* **TEXTO DE LECTURA**
- - - -
Los Adolphs no tenían ningún parentesco, me dijo Bobby Ochs, pero creía que su difunto padre merecía una referencia en los anales de la profesión dental. Su padre había hecho la dentadura postiza del exiliado líder ruso León Trotsky, no mucho antes de que este último fuese asesinado en México, en 1940, por agentes de su rival, Joseph Stalin. Trotsky había pasado por Estados Unidos camino a México, explicó Ochs, y durante su breve estancia en el Bronx, por algún motivo se convirtió en paciente de su padre, Adolph Ochs.
Le di las gracias a Bobby Ochs por esta información. Pero después de oír que él no tenía ninguna relación con los dueños del Times, pensé para mis adentros que ya no estaba tan interesado en su historia personal ni en el destino de Peaches. No obstante, asistí a la fiesta de inauguración a finales de septiembre de 1998 y cené allí algunas veces después de eso, pero en ninguna de esas ocasiones vi a Marla Maples en las instalaciones del restaurante. Había un inmenso retrato de ella hecho por LeRoy Neiman que colgaba en la pared cerca de la entrada, pero ella siempre estaba fuera de la ciudad —un columnista del New York Post escribió que estaba trabajando en un programa piloto de televisión en Los Ángeles— o en Nueva York, según leí también en los periódicos, preocupada por asuntos relacionados con su separación matrimonial de Donald Trump, o su pleito con un hombre que había trabajado antes como su relaciones públicas y supuestamente le había robado setenta pares de zapatos y también parte de su ropa interior y sus medias.
- - - -
* **DATOS ENUMERADOS**
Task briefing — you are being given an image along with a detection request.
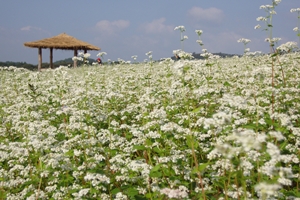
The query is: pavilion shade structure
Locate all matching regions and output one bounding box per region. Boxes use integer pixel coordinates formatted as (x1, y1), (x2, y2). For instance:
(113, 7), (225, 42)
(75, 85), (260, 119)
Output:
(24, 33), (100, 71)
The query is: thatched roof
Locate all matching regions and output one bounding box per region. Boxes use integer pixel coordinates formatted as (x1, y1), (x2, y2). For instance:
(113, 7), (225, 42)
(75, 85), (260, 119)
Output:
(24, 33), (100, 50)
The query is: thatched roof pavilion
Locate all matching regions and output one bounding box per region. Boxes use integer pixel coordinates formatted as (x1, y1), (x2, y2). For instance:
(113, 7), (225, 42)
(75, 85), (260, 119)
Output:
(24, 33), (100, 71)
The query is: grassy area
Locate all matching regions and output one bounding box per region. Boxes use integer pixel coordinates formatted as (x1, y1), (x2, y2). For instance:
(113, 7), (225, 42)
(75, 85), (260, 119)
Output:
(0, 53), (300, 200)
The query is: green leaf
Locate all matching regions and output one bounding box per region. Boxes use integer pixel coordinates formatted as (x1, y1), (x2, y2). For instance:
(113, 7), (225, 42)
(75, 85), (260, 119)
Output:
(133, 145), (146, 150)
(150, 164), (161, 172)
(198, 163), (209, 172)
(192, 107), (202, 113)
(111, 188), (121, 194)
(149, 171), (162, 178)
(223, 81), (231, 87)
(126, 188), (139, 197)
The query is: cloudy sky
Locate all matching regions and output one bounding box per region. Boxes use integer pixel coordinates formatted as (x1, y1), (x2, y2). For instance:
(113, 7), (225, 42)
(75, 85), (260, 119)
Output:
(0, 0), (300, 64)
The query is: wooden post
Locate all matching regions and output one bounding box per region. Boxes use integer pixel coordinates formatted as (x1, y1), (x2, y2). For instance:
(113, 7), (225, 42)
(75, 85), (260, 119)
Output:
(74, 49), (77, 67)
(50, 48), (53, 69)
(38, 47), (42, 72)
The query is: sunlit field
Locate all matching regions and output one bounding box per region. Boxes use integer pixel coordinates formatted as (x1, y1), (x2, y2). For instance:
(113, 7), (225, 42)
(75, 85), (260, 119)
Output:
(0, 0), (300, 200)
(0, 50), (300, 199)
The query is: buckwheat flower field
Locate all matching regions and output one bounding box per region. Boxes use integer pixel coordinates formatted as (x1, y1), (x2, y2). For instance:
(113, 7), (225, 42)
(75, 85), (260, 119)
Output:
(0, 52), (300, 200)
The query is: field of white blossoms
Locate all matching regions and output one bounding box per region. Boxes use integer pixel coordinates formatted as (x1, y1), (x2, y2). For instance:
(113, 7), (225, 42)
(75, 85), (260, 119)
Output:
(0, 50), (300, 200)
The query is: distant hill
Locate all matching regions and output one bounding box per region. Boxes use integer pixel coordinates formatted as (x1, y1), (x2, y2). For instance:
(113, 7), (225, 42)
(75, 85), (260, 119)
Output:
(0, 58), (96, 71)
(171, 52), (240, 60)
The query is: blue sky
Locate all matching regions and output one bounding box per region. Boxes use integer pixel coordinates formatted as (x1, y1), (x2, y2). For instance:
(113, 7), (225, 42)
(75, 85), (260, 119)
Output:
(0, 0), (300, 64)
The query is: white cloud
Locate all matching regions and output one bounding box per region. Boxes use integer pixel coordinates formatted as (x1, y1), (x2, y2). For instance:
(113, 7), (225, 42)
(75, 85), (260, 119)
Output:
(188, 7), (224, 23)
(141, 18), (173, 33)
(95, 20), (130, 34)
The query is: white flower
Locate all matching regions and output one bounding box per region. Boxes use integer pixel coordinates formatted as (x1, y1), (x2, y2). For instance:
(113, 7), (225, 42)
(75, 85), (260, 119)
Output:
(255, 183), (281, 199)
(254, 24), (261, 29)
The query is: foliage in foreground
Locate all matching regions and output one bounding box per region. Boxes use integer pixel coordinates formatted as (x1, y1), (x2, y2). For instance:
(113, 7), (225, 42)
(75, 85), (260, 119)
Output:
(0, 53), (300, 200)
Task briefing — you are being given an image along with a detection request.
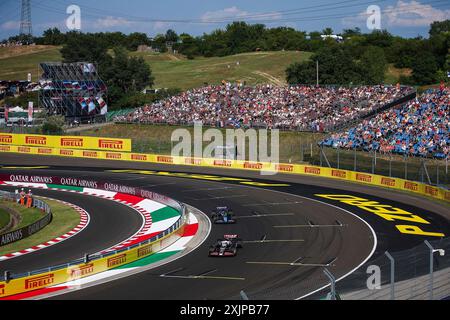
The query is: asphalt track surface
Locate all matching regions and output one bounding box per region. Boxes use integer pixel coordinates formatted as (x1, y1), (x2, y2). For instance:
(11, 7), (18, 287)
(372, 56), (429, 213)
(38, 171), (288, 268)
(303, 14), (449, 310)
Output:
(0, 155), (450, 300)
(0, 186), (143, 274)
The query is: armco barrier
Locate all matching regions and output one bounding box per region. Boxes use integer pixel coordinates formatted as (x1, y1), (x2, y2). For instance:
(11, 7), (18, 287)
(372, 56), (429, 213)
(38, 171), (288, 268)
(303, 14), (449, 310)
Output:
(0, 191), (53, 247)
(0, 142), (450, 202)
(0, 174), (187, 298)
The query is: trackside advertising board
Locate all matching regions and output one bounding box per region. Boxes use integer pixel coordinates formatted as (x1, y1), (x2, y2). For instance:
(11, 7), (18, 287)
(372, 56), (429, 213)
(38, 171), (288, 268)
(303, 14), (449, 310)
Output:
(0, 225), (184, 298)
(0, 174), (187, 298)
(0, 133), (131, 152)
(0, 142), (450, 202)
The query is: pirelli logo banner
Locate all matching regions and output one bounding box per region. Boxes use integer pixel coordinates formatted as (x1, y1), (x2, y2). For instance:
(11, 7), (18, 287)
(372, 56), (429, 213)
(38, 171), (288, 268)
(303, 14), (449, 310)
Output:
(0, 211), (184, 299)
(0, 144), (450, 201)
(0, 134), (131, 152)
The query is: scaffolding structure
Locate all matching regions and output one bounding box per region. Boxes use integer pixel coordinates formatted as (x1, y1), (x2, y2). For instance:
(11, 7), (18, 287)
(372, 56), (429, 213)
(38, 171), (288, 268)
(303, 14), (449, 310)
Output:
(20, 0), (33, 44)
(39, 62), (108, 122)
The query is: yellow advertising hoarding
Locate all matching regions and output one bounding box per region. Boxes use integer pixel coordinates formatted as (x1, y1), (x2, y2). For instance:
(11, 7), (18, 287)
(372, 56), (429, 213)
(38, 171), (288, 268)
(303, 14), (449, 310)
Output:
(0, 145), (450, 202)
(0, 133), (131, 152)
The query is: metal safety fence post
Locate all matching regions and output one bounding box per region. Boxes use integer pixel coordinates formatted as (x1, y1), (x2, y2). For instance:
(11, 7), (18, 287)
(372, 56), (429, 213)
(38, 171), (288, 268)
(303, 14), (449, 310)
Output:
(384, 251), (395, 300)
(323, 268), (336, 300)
- - - -
* **QUÉ DEBES HACER**
Prosigue el relato sobre Bobby Ochs y el restaurante Peaches a partir de su última oración. Los datos no hacen falta para este ejercicio.

* **EJERCICIO RESUELTO**
Ausente pues la mujer, Bobby Ochs manejaba Peaches cada noche con entusiasmo y, al parecer, sin hacer mucho esfuerzo; en fin, por lo que yo podía observar en mi calidad de cliente ocasional (una vez cené allí con J. Z. Morris), el restaurante funcionaba bastante bien, aunque mi opinión, como siempre, no era muy de fiar. A comienzos de mayo de 1999, pasaba frente al 206 Este de la 63 durante mi paseo diario cuando vi a Bobby Ochs solo en el comedor y decidí hacerle una visita.
«Lo siento», dijo tan pronto entré, «pero está cerrado». «¿Cerrado por la tarde?», pregunté. «No, cerrado para siempre», dijo. «No lo puedo creer», dije. «Las cosas parecían ir bien.» «No, no iban bien», dijo, «pero todavía no sé qué habría podido hacer de forma distinta. La comida era buena; los precios eran justos…».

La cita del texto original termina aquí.